* _STATED PROBLEM 1_
Answer these questions from the wildlife detection reproducibility study:
(a) Which pretrained model does the original paper test for predicting animal species?
(b) How much memory does the laptop that ran the Jupyter notebook have, and which operating system is installed on it?
(c) Was a GPU used for the experiment?
* _STATED PROBLEM 2_
Extend the wildlife detection reproducibility study past its final sentence, keeping to its technical style.

**** DOCUMENT SEGMENT

---
title: "Reevaluating Automated Wildlife Species Detection: A Reproducibility Study on a Custom Image Dataset"
subtitle: "Testing the Pre-trained Inception-ResNet-v2 Computer Vision Model on a Google Image Dataset"
date: 2025-09-03
keywords: ["machine learning", "reproducibility", "animal species classification", "computer vision", "neural networks", "cnn", "resnet", "tensorflow", "wildlife monitoring"]
exports: 
  - format: pdf
    template: arxiv_nips
---

+++ {"part": "abstract"}
This experiment attempts to reproduce the results of the paper [Automated detection of European wild mammal species in camera trap images with an existing and pre-trained computer vision model](doi:10.1007/s10344-020-01404-y), 
which tests the pretrained Google Inception-ResNet-v2 model for predicting animal species.
We describe the required software, image loading processes, model outputs. Furthermore we calculate prediction global and per-class prediction accuracies and compare them to the metrics from the original paper.
+++

# Introduction


# Experiment Setup

Carl et al. do not supply great insight into the runtime environment. This is likely due to the standardized way the model can be used through the TensorFlow library. To maximize the readability and reproducibility of the experiment, a minimal setup was chosen, defining all necessary code, data, and requirements in one GitHub project.
State-of-the-art Python packages are chosen, installed, and imported. The exact versions are shown in {numref}`table-requirements`. The Jupyter notebook is run locally on a Thinkpad T14 with an AMD Ryzen 5 PRO 5650U processor, 16 GB of memory, and Linux Mint 22.1 installed. No GPU was used, but it can be expected that the results would not change if one were used.

********
**** DATA BLOCK

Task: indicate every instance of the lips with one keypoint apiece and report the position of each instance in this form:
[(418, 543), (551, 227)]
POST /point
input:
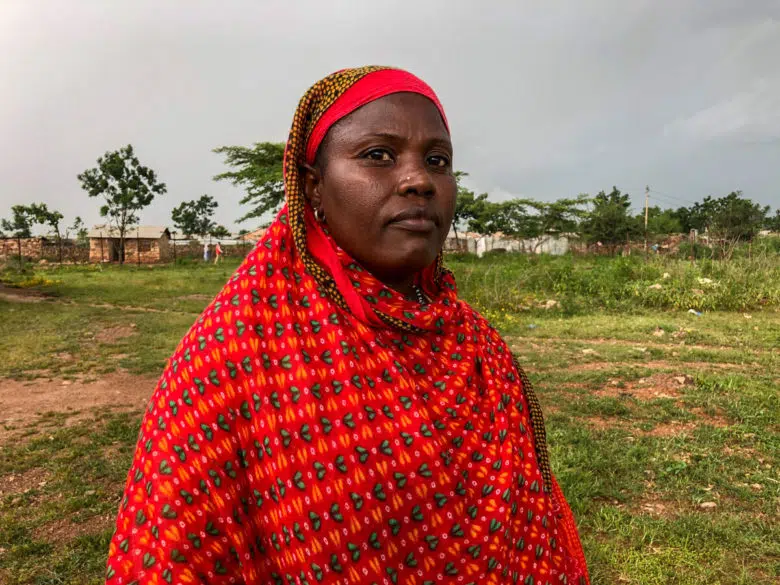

********

* _EXERCISE RESULT 1_
(a) The pretrained Google Inception-ResNet-v2 model.
(b) 16 GB of memory, with Linux Mint 22.1 installed.
(c) No.

* _EXERCISE RESULT 2_
In [1]:
!python3.12 -m pip install -r requirements.txt



In [2]:
# image & data processing
from pathlib import Path
from PIL import Image
import numpy as np
import pandas as pd
# neural network
import tensorflow as tf
from tensorflow.keras.applications import InceptionResNetV2
from tensorflow.keras.applications.inception_resnet_v2 import decode_predictions
# evaluation
from sklearn.metrics import accuracy_score, confusion_matrix

2025-09-11 13:01:41.989680: I external/local_xla/xla/tsl/cuda/cudart_stub.cc:32] Could not find cuda drivers on your machine, GPU will not be used.
2025-09-11 13:01:41.992823: I external/local_xla/xla/tsl/cuda/cudart_stub.cc:32] Could not find cuda drivers on your machine, GPU will not be used.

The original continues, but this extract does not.